Directions: Repeat the rows below, but put "corner points" wherever "vertices" appears and keep every other character unchanged.

Task material:
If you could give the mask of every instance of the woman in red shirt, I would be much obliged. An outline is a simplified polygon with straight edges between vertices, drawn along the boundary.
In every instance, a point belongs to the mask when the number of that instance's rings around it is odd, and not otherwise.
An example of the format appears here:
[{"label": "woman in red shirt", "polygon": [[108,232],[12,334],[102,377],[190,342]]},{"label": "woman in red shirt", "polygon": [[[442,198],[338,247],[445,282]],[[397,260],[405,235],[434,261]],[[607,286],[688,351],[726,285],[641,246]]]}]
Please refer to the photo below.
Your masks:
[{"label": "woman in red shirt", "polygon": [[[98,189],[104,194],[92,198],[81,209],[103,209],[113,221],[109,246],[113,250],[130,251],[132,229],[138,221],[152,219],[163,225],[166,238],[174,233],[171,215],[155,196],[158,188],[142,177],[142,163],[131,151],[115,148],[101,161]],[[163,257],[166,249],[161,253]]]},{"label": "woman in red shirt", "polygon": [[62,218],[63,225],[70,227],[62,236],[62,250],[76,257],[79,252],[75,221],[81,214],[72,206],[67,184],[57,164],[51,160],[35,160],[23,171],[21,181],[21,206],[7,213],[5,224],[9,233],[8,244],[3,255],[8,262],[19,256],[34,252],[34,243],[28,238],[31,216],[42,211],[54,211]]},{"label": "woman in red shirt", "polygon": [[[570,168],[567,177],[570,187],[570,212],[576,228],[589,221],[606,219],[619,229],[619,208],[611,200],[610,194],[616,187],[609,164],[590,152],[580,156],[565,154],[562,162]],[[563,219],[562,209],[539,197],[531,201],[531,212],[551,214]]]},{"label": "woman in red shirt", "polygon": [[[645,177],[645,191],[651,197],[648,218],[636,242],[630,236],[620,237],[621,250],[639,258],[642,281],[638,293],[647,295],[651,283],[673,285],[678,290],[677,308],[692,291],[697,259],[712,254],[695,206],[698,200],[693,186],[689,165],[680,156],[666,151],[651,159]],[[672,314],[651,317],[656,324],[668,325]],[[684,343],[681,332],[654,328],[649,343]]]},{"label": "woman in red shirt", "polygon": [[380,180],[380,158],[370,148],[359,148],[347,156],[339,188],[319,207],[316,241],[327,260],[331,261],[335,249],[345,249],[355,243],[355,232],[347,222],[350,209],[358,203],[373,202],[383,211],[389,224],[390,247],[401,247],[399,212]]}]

Full solution:
If you could give the mask of every instance of the woman in red shirt, I would be much obliged. An outline is a simplified polygon with straight edges between corner points, drawn along the boundary.
In every instance, a point belongs to the mask when the number of that instance's rings around it is odd, and not otherwise.
An example of the format appears here:
[{"label": "woman in red shirt", "polygon": [[108,232],[12,334],[102,377],[190,342]]},{"label": "woman in red shirt", "polygon": [[[442,198],[338,247],[445,282]],[[397,260],[405,235],[434,261]],[[607,286],[688,351],[726,285],[641,246]]]}]
Please refer to the photo below.
Your masks:
[{"label": "woman in red shirt", "polygon": [[[98,189],[104,194],[92,198],[81,209],[103,209],[113,221],[109,246],[113,250],[130,251],[132,229],[138,221],[152,219],[163,225],[166,238],[174,233],[171,215],[155,196],[158,188],[142,177],[142,163],[131,151],[115,148],[101,161]],[[163,257],[166,249],[161,253]]]},{"label": "woman in red shirt", "polygon": [[62,218],[63,225],[70,227],[62,236],[62,250],[76,257],[79,252],[75,221],[81,214],[72,206],[67,184],[57,164],[51,160],[35,160],[23,171],[21,181],[21,206],[7,213],[5,224],[9,233],[8,244],[3,255],[8,262],[19,256],[34,252],[34,243],[28,238],[31,216],[42,211],[54,211]]},{"label": "woman in red shirt", "polygon": [[[570,168],[567,177],[570,187],[570,212],[576,228],[589,221],[606,219],[619,229],[619,208],[611,200],[610,194],[616,187],[609,164],[590,152],[580,156],[565,154],[562,162]],[[563,219],[562,209],[539,197],[531,201],[531,212],[551,214]]]},{"label": "woman in red shirt", "polygon": [[[645,177],[645,191],[651,197],[648,218],[636,242],[630,236],[620,237],[621,250],[639,258],[642,281],[638,293],[647,295],[651,283],[673,285],[678,290],[677,308],[692,291],[697,259],[712,254],[695,206],[698,200],[693,186],[689,165],[680,156],[666,151],[651,159]],[[672,314],[651,317],[656,324],[668,325]],[[684,343],[681,332],[654,328],[649,343]]]},{"label": "woman in red shirt", "polygon": [[380,180],[380,158],[370,148],[359,148],[347,156],[339,188],[319,207],[316,241],[327,260],[331,261],[335,249],[345,249],[355,243],[355,232],[347,222],[350,209],[358,203],[373,202],[383,211],[389,224],[390,247],[401,247],[399,212]]}]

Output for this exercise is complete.